• [Task to carry out]
What you return should be the line containing "Where can the license" and each line after it to the end of the records, copied exactly.

• [Material for this exercise]

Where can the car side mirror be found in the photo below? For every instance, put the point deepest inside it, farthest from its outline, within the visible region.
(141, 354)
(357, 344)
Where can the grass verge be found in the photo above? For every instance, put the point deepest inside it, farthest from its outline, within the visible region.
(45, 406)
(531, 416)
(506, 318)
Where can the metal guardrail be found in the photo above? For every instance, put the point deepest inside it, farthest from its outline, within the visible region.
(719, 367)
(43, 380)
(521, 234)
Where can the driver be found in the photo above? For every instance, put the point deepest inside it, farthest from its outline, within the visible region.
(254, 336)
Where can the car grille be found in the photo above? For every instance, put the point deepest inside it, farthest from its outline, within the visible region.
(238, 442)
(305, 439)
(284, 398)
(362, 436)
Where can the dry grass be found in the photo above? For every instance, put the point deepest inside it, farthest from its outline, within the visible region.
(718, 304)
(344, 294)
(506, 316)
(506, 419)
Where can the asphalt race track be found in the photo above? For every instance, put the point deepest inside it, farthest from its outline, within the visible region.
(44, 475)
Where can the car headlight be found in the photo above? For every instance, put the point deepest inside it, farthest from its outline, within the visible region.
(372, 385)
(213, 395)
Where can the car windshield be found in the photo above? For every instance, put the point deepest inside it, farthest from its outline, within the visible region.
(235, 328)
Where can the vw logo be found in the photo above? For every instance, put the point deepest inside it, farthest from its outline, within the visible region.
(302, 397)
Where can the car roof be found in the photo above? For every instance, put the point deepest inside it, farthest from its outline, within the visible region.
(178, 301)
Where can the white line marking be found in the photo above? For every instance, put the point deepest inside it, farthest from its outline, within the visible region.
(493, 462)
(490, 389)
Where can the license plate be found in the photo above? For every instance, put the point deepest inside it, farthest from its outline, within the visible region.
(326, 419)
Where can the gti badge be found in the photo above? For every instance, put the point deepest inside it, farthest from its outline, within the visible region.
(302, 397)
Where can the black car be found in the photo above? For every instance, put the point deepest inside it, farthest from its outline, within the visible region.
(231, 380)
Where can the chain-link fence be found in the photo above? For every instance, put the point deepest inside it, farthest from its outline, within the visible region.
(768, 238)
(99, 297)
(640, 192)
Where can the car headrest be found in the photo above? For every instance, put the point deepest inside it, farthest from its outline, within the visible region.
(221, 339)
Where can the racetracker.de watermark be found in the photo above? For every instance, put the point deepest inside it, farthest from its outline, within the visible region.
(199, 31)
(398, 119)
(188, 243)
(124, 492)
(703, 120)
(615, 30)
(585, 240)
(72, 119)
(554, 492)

• [Your solution]
Where can the license plate be found in the photo above? For every instance, put the point deepest inside it, farthest from its outline, within the visible region.
(326, 419)
Where can the gti badge be found in the photo above? For every instance, put the point deepest inside it, farthest from its outline, within the visible region.
(302, 397)
Where can the black car be found in the photo above? For every instance, put the point deepest inside it, farthest from its outline, within the visible region.
(231, 380)
Where can the chain-link fence be found in the photo above? For every instance, put the point deepest inside it, farthest from its outline, within the visible region.
(768, 238)
(99, 297)
(640, 192)
Where can the car headrest be found in the photo above? For every instance, put the point deepest inside it, farthest from its outline, within the visible region.
(221, 339)
Where can the racetracker.de watermark be found in the photo above? For every instance, put the point deepest inside it, farthest from its outline, within the visible region.
(199, 31)
(398, 119)
(188, 243)
(124, 492)
(703, 120)
(615, 30)
(585, 240)
(72, 119)
(554, 492)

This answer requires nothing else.